▶ _TEXTAUSZUG_:
++++++++

Das Mama-Blog bleibt aber besser weiterhin ein Running-Gag. Schon zwei Kinder sind so unterschiedlich, dass die beim ersten Kind gewonnenen Erkenntnisse zur Erziehung und Ernährung auf das zweite nicht so recht passen. Und schöne und lustige Blogs mit schönen und lustigen Dingen aus dem Familienalltag gibt es schon zu Genüge.
Mutter sein ist sehr ausfüllend, aber nicht immer erfüllend. Wenn man auf einmal Zeit hat es zu merken, merkt man es auf einmal. Neulich habe ich statt ausreichend zu schlafen – kommt mit kleinen Kindern ohnehin eher selten vor – ein paar sehr interessante Bücher gelesen. Und ich bin unverhofft einem inspirierenden Menschen begegnet. Fazit: Man lässt sich ganz schön vereinnahnen vom Muttersein.
Also den Fokus wieder weiten. Sich darauf besinnen, dass man nie nur Mutter ist, sondern auch Buchleserin, Schriftstellerin, Philosophin, Künstlerin, Sportlerin, Köchin, Bastlerin, Entdeckerin und alles was man sonst noch sein möchte. Deshalb wird dies ein literarisch-philosophisches Blog und ein Nachdenken über Stereotypen. Natürlich auch für Mütter.
TRANSIDENTITÄT
Neulich hörte ich die folgende These: „Nach einer Geschlechtsumwandlung hat es eine Frau, die ehemals ein Mann war, deutlich schwerer als ein Mann, der sich in eine Frau umwandeln lies. Grund dafür sind die Stereotypen, mit denen Frauen konfrontiert sind und die man als Mann nicht gewohnt ist.“
Wow! Dann bin ich ja geradezu prädestinierte Expertin für Stereotypen. Ich war schließlich schon immer eine Frau. Außerdem bin ich Mutter und habe einen Job in der IT.
ALIAS
Beim Durchblättern einer kostenlos in Apotheken ausliegenden Zeitschrift fällt mir auf, dass ich den Kolumnist gelegentlich auf dem Spielplatz treffe. Da werde ich natürlich neugierig. Ah, ja. Die Wohnung hat nur ein Bad… Vater und älteste Tochter lesen gerne auf dem Klo… Ich beobachte, wie das Mädchen dem Ball hinterher jagt, und beschließe: falls ich mal das Bedürfnis habe, mir laut darüber Gedanken zu machen, warum sich manche Menschen nicht eine gemütlichere Sitzgelegenheit zum Lesen suchen, sollen meine Kinder nicht mit philosophischen Klo-Gedanken auf dem Spielplatz betrachtet werden.

++++++++

▶ _ZU BEARBEITEN_:
#1 Wo liegt laut dem Textauszug die Zeitschrift aus, in der die Kolumne erscheint?
#2 Gib den Abschnitt des Textauszugs wörtlich wieder, beginnend bei „Also den Fokus“ und endend bei „auch für Mütter.“.
Die Zeilen stehen in keinem Zusammenhang mit dem Textauszug.

++++++++

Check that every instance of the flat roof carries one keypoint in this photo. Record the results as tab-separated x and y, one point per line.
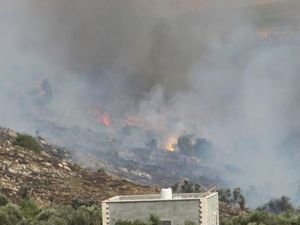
157	197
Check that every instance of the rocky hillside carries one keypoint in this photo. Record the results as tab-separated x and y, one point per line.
48	175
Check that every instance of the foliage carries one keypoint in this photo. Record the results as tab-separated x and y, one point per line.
278	206
28	142
28	213
234	198
262	218
3	200
189	222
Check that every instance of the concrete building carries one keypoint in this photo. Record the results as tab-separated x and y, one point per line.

++++++++

▶ _LÖSUNGEN_:
#1 Kostenlos in Apotheken.

#2
Also den Fokus wieder weiten. Sich darauf besinnen, dass man nie nur Mutter ist, sondern auch Buchleserin, Schriftstellerin, Philosophin, Künstlerin, Sportlerin, Köchin, Bastlerin, Entdeckerin und alles was man sonst noch sein möchte. Deshalb wird dies ein literarisch-philosophisches Blog und ein Nachdenken über Stereotypen. Natürlich auch für Mütter.